___ Фрагмент страницы ___

Из воспоминаний Григория Батурина

Воспоминания бывшего начальника штаба 2-й и 3-й Таманских колонн Григория Батурина были опубликованы ещё в 1923 году, правда в существенно отредактированном (вероятно, самим автором) виде и не полностью.
Предлагаемые вниманию читателя взгляд Батурина (в первоначальной редакции) на причины антисоветских казачьих восстаний на Кубани в 1918 г. и три рассказа о людях, повстречавшихся ему на боевом пути, никогда не публиковались.

ПРИЧИНЫ КАЗАЧЬИХ ВОССТАНИЙ НА КУБАНИ

[К середине июня 1918 г.] возстания казаков против Советской власти захватили большое пространство. Причин к таковым возстаниям было много: неумелая агитация в пользу Советской власти лицами малоразвитыми и политически неграмотными, преследующими иногда личные выгоды и сводящими личные счеты; абсурдные распоряжения властей на местах, честолюбивые стремления некоторых лиц встать у власти и их демагогические приемы, разжигающие страсти масс и тесно связанные с тем грабежи и насилия. Враги революции пользовались всем этим и более умело вели свою пропаганду среди казаков, запугивая последних и призывая к спасению края и казачества. Вспышки возстаний приняли массовый характер повсеместно.

___ Исходный материал ___

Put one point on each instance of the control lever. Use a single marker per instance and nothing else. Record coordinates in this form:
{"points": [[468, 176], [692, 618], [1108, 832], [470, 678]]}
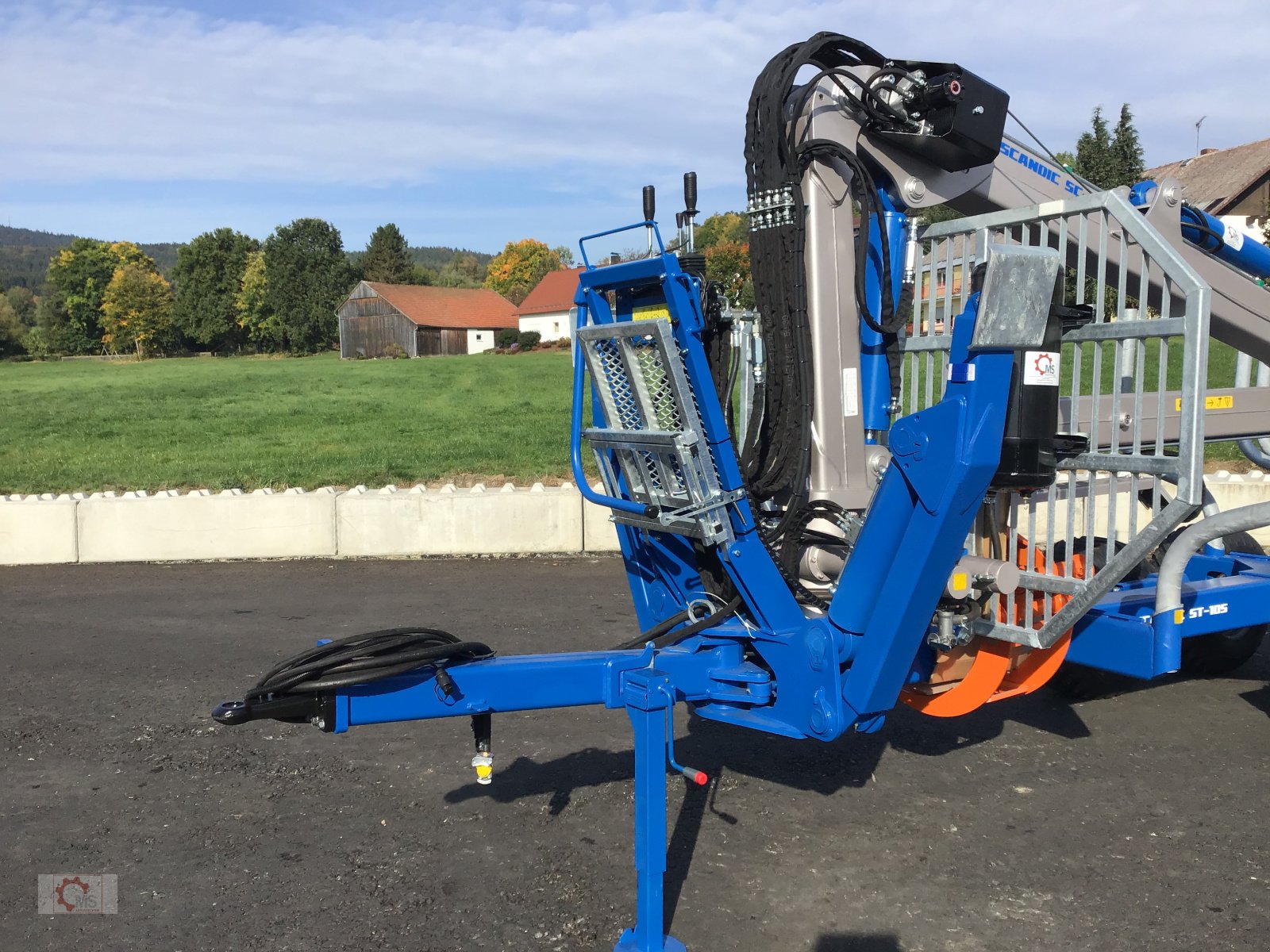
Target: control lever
{"points": [[690, 207], [649, 213]]}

___

**Цель A**
Какую должность занимал Григорий Батурин согласно тексту о его воспоминаниях?
**Цель B**
Продолжите текст о воспоминаниях Григория Батурина после его последнего предложения.

**Ответ A**
Он был начальником штаба 2-й и 3-й Таманских колонн.

**Ответ B**
Наши отряды бродили по краю без всякой системы и плана. Руководились лицами, в военном деле ничего не понимающими и часто преследующими лишь цель взять с какой-либо станицы контрибуцию, которую и использовать для себя и своего отряда. Отряды эти представляли из себя толпы вооруженных людей, предводительствуемых самыми отчаянными демагогами и невеждами военного дела, не подчиняющимися ни друг другу, ни каким-либо высшим инстанциям и не имеющие между собой никакой связи. Эти отряды под лозунгом «Бей буржуев» нападали на станицы, где не встречали сопротивления и под видом отобрания оружия грабили станицы, и это называлось наступление; но лишь встречали вооруженный отпор более организованных казаков – обращались в бегство, и это называлось отступлением. Казаки, встречавшие до того Советскую власть с распростертыми объятиями, теперь ждали избавления от нея. Откровенно говоря, и скрывать это не приходится, – для контр-революции в Кубанской Области была подготовлена отличная почва нами самими же.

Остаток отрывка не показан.